-------- Page excerpt --------
CNN recently did a story on the “gender fluid” movement. People who believe they are gender fluid believe their gender can change daily or even more than once per day. Lee Luxion, featured in the story, prefers to be called “they” rather than “he” or “she.” Per CNN, Luxion “might wake up as a man or as a woman, sometimes as both and sometimes as neither.”
This was not an April fool’s prank but a serious article by a major worldwide news organization.
How did we get here?
I occasionally travel to South America with others from the church to support our missions efforts there. Upon arriving in Colombia if I asked, “How did we get here?” the answer would be multifaceted. I could say, “We got on a plane in Miami and flew south.” While that’s true, there’s more to it. We only got to Miami because we got on a plane in Atlanta and we only got on a plane in Atlanta because we drove to the airport and we only drove to the airport because we left our house. You get the picture.
Cultural journeys are similar to geographical ones.
Just as you don’t wake up one morning in South America having gone to bed the night before in Atlanta, you don’t wake up one morning with men in women’s bathrooms having gone to bed the night before in a culture that understands gender is fixed and binary.
-------- Data shown --------
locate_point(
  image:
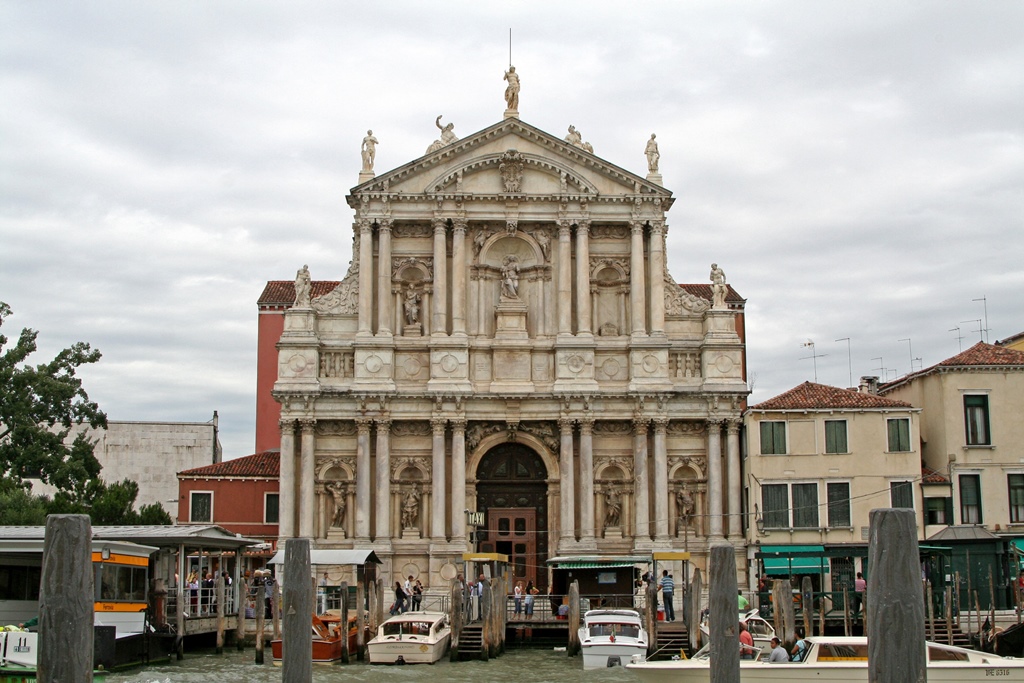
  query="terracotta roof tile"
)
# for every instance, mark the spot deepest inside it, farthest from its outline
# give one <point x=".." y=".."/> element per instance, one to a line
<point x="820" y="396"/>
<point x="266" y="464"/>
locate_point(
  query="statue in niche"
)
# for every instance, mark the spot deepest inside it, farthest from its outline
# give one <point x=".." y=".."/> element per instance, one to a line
--------
Work order A :: Summarize the passage about the gender fluid movement in two sentences.
Work order B :: In the passage about the gender fluid movement, which city did the author's group fly south from to reach Colombia?
Work order C :: Please retype the part of the passage about the gender fluid movement that opens with the words containing "Just as you" and closes with "fixed and binary.".

Result A :: CNN ran a serious story on the "gender fluid" movement, featuring Lee Luxion, who prefers to be called "they" and who, per CNN, might wake up as a man, as a woman, as both or as neither. Asking "How did we get here?", the author compares cultural journeys to geographical ones: arriving in Colombia follows a chain of earlier steps, and a culture doesn't wake up one morning with men in women's bathrooms after going to bed understanding gender as fixed and binary.

Result B :: Miami.

Result C ::
Just as you don’t wake up one morning in South America having gone to bed the night before in Atlanta, you don’t wake up one morning with men in women’s bathrooms having gone to bed the night before in a culture that understands gender is fixed and binary.